Work instructions - Show each line in the data below that contains the word "floor", copying every such line in full.

Excerpted data -
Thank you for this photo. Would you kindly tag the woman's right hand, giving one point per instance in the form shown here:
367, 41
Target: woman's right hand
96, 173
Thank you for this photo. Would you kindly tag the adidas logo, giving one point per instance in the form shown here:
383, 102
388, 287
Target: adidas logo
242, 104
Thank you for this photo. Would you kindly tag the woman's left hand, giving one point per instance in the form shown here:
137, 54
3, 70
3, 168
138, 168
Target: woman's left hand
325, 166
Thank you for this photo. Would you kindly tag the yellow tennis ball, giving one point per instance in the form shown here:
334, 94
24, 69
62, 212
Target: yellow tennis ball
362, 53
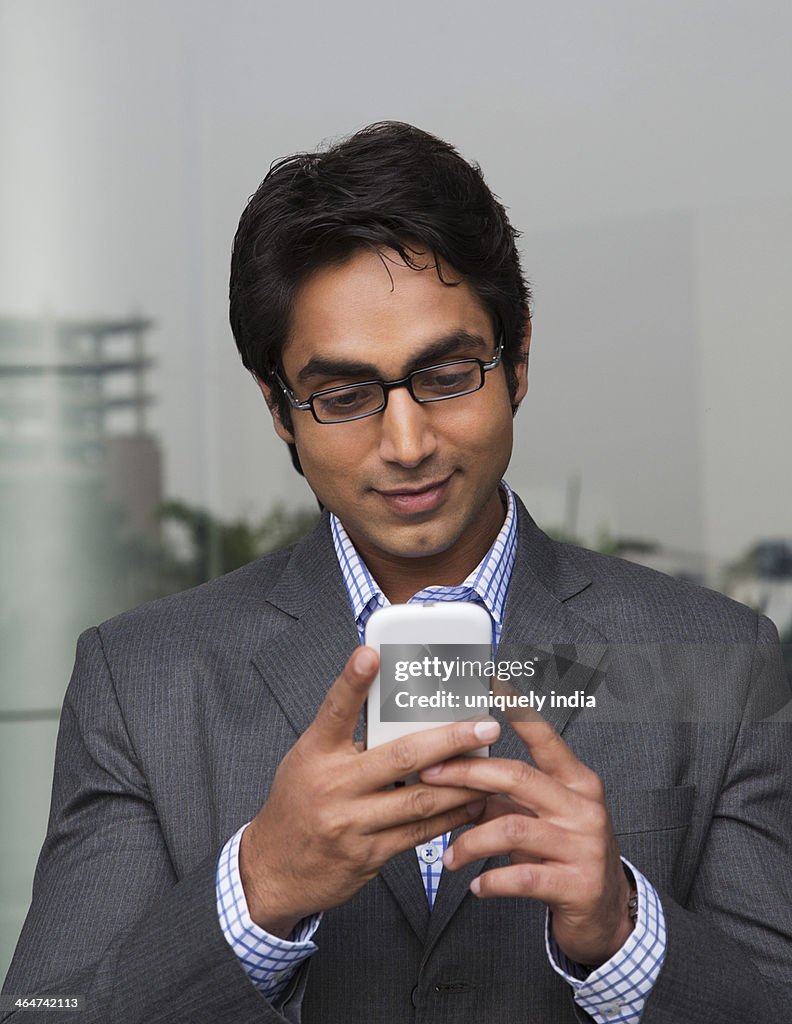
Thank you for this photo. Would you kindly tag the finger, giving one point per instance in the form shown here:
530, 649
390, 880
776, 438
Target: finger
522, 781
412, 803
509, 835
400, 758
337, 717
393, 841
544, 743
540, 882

...

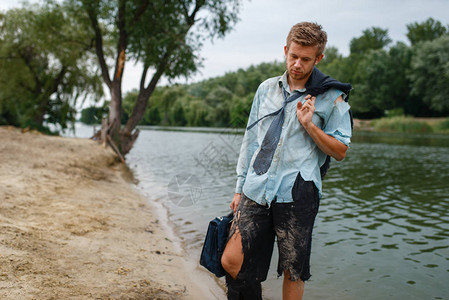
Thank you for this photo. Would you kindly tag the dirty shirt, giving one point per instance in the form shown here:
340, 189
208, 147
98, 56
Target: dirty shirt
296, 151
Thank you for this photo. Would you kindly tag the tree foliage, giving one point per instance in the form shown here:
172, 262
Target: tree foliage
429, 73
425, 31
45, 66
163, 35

--

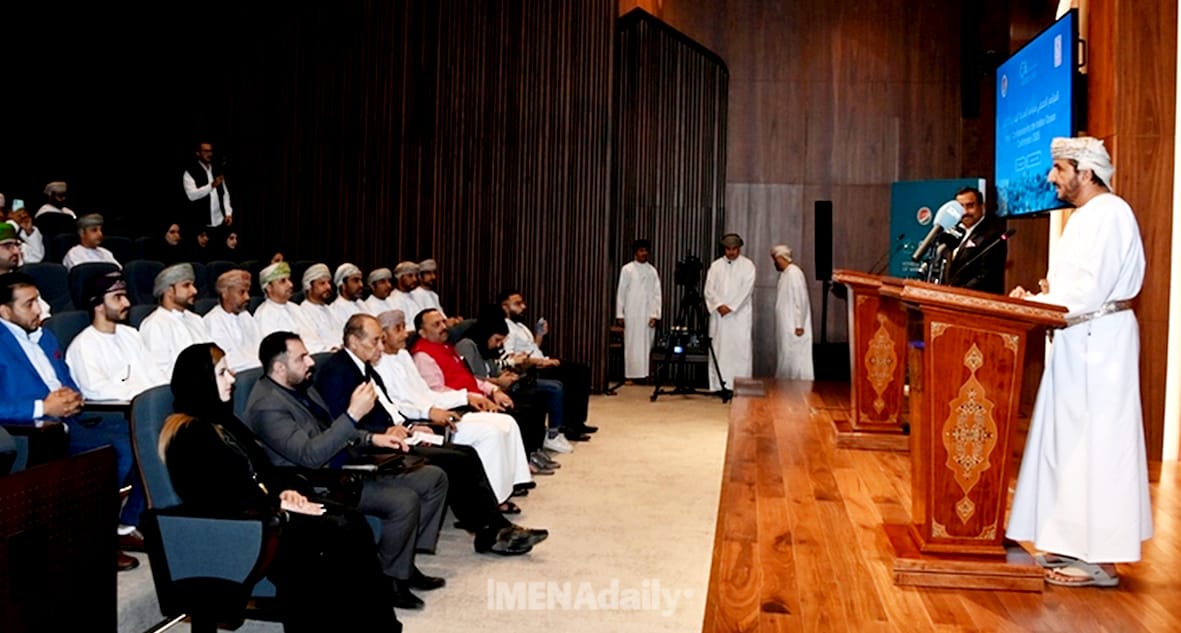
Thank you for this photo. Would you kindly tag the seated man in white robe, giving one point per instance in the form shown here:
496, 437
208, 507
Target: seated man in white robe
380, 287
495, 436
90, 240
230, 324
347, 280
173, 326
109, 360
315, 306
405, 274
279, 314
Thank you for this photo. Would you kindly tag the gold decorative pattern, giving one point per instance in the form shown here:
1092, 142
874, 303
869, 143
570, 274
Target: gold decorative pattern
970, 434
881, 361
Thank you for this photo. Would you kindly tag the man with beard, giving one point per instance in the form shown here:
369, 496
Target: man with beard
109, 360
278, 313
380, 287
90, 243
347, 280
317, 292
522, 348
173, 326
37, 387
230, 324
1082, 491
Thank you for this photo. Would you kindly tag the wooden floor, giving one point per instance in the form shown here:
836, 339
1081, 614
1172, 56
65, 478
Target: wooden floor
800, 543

Result -
Thank you for this photo. Would you kindly tag the wooden floor, giving one point per instance in the form shown here:
Target: wooden floor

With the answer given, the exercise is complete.